## start

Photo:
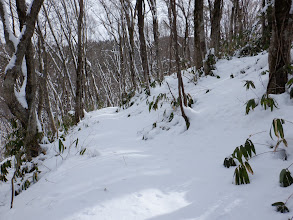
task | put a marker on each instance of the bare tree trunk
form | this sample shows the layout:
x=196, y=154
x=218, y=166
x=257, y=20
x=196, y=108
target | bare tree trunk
x=199, y=34
x=175, y=46
x=279, y=52
x=158, y=68
x=23, y=49
x=79, y=72
x=143, y=50
x=215, y=26
x=126, y=5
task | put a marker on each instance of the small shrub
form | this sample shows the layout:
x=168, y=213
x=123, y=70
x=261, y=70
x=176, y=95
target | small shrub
x=285, y=178
x=268, y=102
x=249, y=84
x=281, y=207
x=250, y=105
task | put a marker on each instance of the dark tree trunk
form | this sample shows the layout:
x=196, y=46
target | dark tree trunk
x=23, y=49
x=143, y=50
x=158, y=68
x=178, y=67
x=215, y=26
x=279, y=52
x=199, y=34
x=79, y=72
x=130, y=27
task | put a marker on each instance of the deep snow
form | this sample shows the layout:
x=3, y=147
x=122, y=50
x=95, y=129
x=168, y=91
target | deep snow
x=172, y=174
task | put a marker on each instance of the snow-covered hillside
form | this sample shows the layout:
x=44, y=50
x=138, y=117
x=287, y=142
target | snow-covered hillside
x=134, y=169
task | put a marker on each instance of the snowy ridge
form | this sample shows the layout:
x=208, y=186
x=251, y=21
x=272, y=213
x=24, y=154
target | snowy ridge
x=172, y=174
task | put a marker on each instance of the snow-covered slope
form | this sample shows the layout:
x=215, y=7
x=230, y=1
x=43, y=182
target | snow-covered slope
x=134, y=170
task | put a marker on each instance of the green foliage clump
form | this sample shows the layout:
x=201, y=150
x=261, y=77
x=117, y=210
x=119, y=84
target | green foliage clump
x=281, y=207
x=229, y=162
x=249, y=84
x=268, y=102
x=241, y=154
x=250, y=105
x=277, y=127
x=285, y=178
x=4, y=170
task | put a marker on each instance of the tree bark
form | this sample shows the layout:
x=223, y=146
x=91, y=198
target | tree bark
x=143, y=50
x=279, y=52
x=79, y=114
x=23, y=49
x=199, y=34
x=215, y=26
x=178, y=67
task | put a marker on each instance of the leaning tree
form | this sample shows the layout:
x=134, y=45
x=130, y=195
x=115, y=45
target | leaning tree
x=21, y=97
x=280, y=46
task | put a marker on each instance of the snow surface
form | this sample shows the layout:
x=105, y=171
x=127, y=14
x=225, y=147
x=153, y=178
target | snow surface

## end

Rewrite the rows from the first line through the line with "x=130, y=27", replacing "tree trunk" with "tree stem" and changing nothing else. Leave the pictures out of your answer.

▶ FINISHED EXERCISE
Photo:
task | put a marker on each instance of the bare tree stem
form | this sample shows the layout:
x=196, y=154
x=218, y=166
x=257, y=20
x=196, y=108
target | bare tree stem
x=199, y=34
x=175, y=46
x=279, y=52
x=158, y=68
x=23, y=49
x=79, y=72
x=143, y=50
x=215, y=26
x=126, y=5
task | put a marker on each instance of the small shrub
form | this sample shows the layout:
x=168, y=213
x=123, y=70
x=261, y=70
x=176, y=95
target | small shrub
x=285, y=178
x=268, y=102
x=249, y=84
x=281, y=207
x=250, y=105
task | put a marker on each instance of the dark tree stem
form | this sample shows the layout:
x=196, y=46
target | dark tree stem
x=23, y=49
x=143, y=50
x=158, y=68
x=178, y=67
x=215, y=26
x=279, y=52
x=199, y=34
x=79, y=72
x=130, y=27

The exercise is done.